Stored data entries:

○ ○ ○ ○

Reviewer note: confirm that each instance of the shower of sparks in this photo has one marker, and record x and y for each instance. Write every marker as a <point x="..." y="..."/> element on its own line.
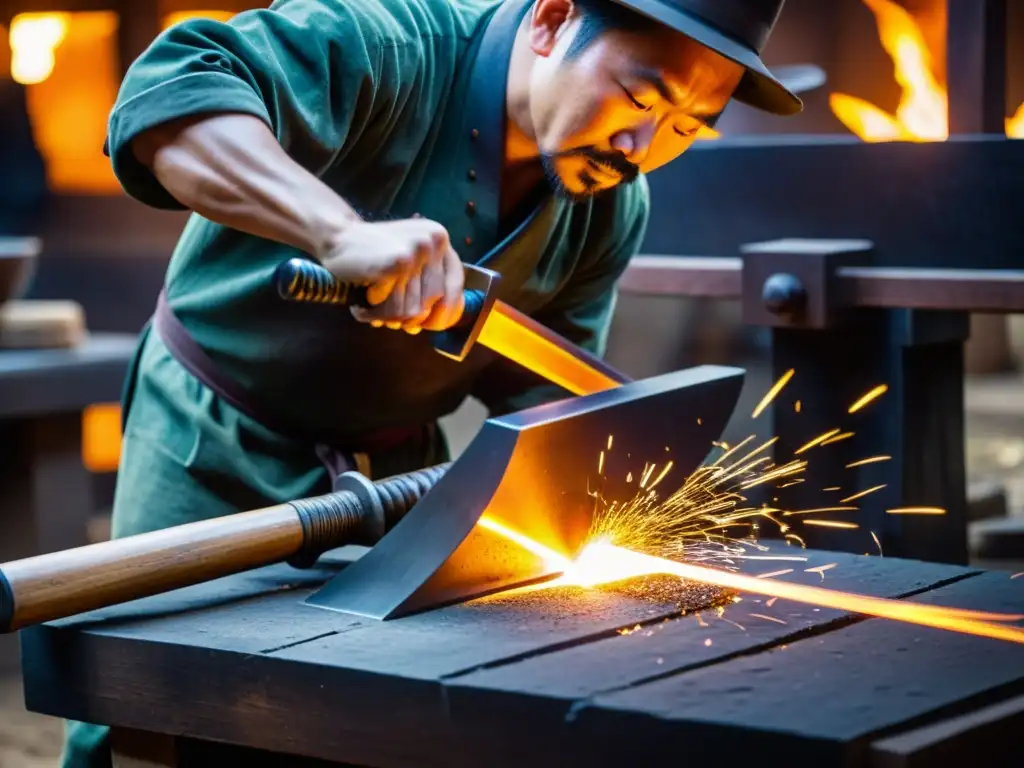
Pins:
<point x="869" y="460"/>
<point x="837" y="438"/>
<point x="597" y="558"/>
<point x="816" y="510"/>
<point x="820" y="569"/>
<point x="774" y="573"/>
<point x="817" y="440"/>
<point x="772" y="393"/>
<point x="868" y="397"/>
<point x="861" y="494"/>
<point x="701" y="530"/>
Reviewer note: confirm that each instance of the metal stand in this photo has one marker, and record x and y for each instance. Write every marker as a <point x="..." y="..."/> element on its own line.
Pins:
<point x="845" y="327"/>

○ ○ ○ ○

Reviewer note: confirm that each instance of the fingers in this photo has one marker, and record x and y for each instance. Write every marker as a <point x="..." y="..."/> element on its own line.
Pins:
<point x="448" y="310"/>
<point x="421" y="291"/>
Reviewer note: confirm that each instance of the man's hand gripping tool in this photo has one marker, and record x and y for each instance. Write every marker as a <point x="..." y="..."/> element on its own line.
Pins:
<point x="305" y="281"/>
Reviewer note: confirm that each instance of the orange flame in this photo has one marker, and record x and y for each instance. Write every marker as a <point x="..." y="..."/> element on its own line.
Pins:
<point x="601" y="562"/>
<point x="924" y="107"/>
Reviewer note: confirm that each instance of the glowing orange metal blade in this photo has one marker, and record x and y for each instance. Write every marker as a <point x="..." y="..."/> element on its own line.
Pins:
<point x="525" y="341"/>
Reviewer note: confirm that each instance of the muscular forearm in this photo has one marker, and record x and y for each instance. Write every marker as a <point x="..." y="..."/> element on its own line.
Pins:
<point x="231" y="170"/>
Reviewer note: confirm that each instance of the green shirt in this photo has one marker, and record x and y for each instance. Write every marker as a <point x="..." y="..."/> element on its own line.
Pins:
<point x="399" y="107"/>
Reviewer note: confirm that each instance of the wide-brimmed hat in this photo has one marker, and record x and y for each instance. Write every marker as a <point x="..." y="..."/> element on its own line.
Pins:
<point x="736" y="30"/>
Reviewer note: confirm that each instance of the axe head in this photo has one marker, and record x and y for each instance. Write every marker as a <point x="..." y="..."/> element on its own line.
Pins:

○ ○ ○ ○

_Your objective_
Among the records above, repeat exactly the line with "Reviewer note: confirm that each instance of the fingers", the line with "Reviewer note: confirm that each instance of the orange", and every line in between, and only those.

_Written solution_
Reviewer note: confirm that each instance of the fingers in this photo has one marker, and record x and y for each instance. Write every marker as a <point x="..." y="..."/> element on its own line.
Pins:
<point x="448" y="310"/>
<point x="421" y="291"/>
Reviewer note: confirm that each instance of the man's hand gripping tool in this photo has one marker, and record x and y for each instance. Write every marker as a <point x="..." y="..."/> element on its own line.
Pins:
<point x="305" y="281"/>
Reviewer note: confirm that each instance of the orange flame in this photo has one marker, and record x and y for each instance. Write every marker as a <point x="..." y="..."/> element on its own line.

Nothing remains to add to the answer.